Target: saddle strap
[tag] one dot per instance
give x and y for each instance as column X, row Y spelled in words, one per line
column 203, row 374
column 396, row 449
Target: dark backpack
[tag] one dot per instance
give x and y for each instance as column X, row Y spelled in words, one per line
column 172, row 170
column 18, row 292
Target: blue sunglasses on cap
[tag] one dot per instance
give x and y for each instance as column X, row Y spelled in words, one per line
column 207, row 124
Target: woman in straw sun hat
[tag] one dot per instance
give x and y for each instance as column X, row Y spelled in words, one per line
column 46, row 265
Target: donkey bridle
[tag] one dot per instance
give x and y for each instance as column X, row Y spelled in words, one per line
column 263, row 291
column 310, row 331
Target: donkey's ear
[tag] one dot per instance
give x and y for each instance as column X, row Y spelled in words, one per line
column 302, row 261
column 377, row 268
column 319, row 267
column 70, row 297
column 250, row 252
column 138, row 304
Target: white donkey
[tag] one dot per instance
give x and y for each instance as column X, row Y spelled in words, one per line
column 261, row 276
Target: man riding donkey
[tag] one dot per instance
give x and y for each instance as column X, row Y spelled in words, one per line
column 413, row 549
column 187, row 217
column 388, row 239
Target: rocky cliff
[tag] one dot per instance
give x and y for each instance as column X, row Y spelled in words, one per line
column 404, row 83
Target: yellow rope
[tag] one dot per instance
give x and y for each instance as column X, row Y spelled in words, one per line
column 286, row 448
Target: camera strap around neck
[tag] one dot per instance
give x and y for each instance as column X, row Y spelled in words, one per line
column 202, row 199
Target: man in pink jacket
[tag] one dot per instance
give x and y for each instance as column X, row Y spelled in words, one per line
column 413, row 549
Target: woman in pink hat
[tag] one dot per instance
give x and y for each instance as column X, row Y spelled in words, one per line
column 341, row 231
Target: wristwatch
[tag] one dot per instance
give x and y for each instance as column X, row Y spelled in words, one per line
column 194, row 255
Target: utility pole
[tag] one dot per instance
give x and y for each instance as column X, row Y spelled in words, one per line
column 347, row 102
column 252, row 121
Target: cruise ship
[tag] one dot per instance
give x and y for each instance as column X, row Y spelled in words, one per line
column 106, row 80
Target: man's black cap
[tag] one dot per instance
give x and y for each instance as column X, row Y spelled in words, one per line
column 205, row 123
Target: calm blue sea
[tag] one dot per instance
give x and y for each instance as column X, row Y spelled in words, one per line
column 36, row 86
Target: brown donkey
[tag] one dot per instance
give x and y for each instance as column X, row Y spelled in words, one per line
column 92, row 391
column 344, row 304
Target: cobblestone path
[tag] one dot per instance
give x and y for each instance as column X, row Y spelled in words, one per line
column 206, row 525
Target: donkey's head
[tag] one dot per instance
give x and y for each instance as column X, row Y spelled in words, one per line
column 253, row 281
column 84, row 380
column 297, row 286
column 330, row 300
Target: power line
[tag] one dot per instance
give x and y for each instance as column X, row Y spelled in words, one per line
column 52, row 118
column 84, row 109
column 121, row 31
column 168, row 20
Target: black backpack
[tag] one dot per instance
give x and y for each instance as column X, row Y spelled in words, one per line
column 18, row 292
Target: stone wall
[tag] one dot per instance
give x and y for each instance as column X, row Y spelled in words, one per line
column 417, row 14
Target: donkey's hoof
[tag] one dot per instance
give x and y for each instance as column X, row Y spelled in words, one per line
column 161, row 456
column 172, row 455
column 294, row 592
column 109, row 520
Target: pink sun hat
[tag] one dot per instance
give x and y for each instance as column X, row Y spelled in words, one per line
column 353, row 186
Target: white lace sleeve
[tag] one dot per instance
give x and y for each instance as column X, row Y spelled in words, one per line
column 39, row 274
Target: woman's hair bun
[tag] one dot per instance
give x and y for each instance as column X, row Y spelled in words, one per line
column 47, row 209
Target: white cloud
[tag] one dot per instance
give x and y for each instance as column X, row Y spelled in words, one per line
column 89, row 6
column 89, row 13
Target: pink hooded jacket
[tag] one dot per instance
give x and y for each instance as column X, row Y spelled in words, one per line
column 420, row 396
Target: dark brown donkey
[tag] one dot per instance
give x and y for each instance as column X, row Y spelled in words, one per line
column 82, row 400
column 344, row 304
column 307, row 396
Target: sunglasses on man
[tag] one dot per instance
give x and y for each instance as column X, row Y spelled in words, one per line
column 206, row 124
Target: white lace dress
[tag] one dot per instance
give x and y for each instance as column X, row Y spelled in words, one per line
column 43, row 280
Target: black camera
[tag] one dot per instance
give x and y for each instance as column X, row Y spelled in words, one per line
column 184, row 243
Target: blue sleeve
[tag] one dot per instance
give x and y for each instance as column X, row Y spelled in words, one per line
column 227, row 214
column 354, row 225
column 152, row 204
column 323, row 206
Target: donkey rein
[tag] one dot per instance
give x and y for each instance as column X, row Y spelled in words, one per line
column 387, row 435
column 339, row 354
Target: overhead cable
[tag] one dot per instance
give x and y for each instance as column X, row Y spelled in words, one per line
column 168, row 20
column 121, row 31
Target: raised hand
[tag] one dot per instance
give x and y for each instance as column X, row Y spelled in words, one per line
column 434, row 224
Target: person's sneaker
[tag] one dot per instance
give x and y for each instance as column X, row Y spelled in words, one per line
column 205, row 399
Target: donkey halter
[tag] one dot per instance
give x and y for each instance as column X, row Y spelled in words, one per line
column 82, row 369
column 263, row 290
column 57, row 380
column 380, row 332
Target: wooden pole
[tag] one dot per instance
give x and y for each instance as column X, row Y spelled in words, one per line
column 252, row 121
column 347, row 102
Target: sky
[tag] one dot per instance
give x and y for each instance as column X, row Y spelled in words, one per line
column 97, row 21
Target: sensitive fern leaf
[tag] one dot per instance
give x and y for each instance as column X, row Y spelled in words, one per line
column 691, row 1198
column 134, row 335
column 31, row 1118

☆ ☆ ☆ ☆

> _EXERCISE OBJECTIVE_
Using the records above, output exactly the lines from the first through the line that contains "Target: yellow rope", with both of those included.

> _COMPLETED EXERCISE_
Target: saddle strap
[tag] one dot per instance
give x and y for each instance as column X, row Y spelled in words, one per line
column 203, row 374
column 396, row 449
Target: dark backpack
[tag] one dot per instance
give x and y for each instance as column X, row Y spelled in words, one per line
column 172, row 170
column 18, row 292
Target: blue sunglasses on cap
[tag] one dot per instance
give x and y for each instance as column X, row Y spelled in words, one per line
column 207, row 124
Target: woman in straw sun hat
[tag] one dot per instance
give x and y for each instance as column X, row Y spelled in words, one per line
column 46, row 265
Target: donkey bridle
[tag] one dot per instance
give x and y for each instance as column X, row Y spelled in words, one per line
column 263, row 291
column 310, row 331
Target: donkey's ear
[tag] one dot per instance
give x and y for each instance as column X, row Y spelled in words, one per line
column 302, row 261
column 377, row 268
column 319, row 267
column 70, row 297
column 250, row 252
column 138, row 304
Target: white donkey
[tag] one dot per instance
give x and y for each instance as column X, row Y spelled in words, one per line
column 261, row 276
Target: man riding donkey
[tag] one dot per instance
give x and y for each instance as column X, row Y spelled in words, one per line
column 413, row 549
column 187, row 217
column 388, row 239
Target: rocky cliff
[tag] one dot per instance
give x and y for each instance as column X, row Y spelled in words, one per line
column 404, row 83
Target: yellow rope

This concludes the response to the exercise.